_TEXT SHOWN:_
This finding demonstrates that heart and gut rhythmic contractions are closely linked by a single gene in the human body.

The researchers have also developed a diagnostic test for the CAID syndrome.

"This test will identify with certainty the syndrome, which is characterised by the combined presence of various cardiac and intestinal symptoms," said Gregor Andelfinger, pediatric cardiologist and researcher at the Centre Hospitalier Universitaire (CHU) in Sainte-Justine, Canada.

"The symptoms are severe, and treatments are very aggressive and invasive," added Philippe Chetaille, pediatric cardiologist at CHU de Quebec.

At cardiac level, patients suffer primarily from a slow heart rate, a condition which will require the implantation of a pacemaker for half of them, as early as in their childhood.

At digestive level, a chronic intestinal pseudo-obstruction will often force patients to feed exclusively intravenously.Furthermore, many of them will also have to undergo bowel surgery.

By analysing the DNA of patients of French-Canadian origin and a patient of Scandinavian origin showing both the cardiac and the gastro-intestinal condition, the researchers were able to identify a mutation in the gene SGOL1 that is common to all patients showing both profiles.

The genetic mutation involved dated back to 12th century Vikings, the researcher noted.

Vikings were seafarers who raided and traded from their Scandinavian homeland across wide areas of northern and central Europe, as well as European Russia, during the late 8th to 12th century.

The findings appeared in the journal Nature Genetics.

_ACTION ITEM:_
List every medical intervention that the article on CAID syndrome says patients may have to undergo.

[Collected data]
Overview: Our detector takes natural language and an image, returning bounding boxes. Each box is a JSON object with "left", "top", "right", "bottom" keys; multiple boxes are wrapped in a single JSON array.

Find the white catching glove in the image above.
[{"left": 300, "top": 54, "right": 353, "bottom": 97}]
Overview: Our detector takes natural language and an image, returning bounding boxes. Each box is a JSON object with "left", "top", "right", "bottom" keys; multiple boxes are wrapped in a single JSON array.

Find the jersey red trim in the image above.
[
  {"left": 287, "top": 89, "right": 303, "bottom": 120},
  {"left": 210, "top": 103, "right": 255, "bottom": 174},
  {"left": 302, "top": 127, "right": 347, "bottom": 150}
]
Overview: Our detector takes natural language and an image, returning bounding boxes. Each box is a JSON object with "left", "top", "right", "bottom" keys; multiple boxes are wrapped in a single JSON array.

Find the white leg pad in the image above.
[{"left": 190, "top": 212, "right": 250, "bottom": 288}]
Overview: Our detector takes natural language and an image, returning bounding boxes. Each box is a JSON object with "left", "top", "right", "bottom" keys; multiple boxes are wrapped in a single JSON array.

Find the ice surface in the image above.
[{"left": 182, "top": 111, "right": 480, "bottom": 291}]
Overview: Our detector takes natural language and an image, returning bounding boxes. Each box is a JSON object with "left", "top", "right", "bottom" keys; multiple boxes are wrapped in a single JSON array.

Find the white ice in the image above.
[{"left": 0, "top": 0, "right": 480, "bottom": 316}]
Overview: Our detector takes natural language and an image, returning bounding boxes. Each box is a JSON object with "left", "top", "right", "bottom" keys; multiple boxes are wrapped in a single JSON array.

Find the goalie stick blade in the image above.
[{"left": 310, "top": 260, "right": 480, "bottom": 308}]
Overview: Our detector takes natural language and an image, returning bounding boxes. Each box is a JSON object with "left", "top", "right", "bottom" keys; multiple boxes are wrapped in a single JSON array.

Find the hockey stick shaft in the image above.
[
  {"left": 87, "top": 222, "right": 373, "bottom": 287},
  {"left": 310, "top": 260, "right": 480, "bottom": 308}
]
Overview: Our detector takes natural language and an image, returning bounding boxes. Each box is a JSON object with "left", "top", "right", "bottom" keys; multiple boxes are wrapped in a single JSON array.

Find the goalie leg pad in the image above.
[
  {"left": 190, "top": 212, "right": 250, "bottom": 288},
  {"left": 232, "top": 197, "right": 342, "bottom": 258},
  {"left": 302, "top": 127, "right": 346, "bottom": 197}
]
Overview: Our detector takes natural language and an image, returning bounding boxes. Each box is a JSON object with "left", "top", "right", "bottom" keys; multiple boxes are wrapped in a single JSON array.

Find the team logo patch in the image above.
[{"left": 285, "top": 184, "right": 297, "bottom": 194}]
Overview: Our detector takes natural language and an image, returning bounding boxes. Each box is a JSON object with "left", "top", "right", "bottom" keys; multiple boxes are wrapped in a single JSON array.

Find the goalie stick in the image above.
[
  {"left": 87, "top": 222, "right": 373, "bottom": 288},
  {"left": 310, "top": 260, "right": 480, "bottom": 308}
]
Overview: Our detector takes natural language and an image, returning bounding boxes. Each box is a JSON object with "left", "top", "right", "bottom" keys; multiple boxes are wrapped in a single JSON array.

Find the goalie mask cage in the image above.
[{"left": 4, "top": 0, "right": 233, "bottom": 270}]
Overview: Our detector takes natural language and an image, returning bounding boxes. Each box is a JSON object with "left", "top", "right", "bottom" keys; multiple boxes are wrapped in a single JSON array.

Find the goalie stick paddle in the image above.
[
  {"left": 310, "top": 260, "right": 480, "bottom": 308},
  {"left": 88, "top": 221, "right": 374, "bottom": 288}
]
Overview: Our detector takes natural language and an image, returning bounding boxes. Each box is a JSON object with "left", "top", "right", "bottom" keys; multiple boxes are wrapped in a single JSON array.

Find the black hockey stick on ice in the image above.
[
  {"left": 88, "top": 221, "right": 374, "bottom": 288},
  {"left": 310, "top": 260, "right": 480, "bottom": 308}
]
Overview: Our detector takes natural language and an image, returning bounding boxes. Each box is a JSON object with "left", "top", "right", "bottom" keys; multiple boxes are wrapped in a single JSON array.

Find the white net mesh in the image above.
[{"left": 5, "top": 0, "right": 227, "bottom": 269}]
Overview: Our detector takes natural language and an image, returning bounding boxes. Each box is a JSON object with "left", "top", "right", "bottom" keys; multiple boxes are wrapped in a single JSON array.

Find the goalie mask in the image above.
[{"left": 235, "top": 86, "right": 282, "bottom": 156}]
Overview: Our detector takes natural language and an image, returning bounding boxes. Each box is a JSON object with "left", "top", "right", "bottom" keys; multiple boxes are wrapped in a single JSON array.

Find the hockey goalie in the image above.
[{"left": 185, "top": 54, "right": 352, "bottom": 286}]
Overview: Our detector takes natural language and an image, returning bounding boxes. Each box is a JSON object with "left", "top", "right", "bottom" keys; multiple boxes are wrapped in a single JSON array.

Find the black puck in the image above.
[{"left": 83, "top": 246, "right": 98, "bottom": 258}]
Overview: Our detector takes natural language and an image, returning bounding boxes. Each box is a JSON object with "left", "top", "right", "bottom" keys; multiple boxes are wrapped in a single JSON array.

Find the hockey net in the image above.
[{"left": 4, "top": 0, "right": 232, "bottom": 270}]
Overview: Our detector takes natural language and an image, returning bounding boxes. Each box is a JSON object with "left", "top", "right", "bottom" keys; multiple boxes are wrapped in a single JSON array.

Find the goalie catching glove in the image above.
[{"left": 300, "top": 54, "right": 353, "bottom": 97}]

_EXPECTED ANSWER:_
- Implantation of a pacemaker
- Feeding exclusively intravenously
- Bowel surgery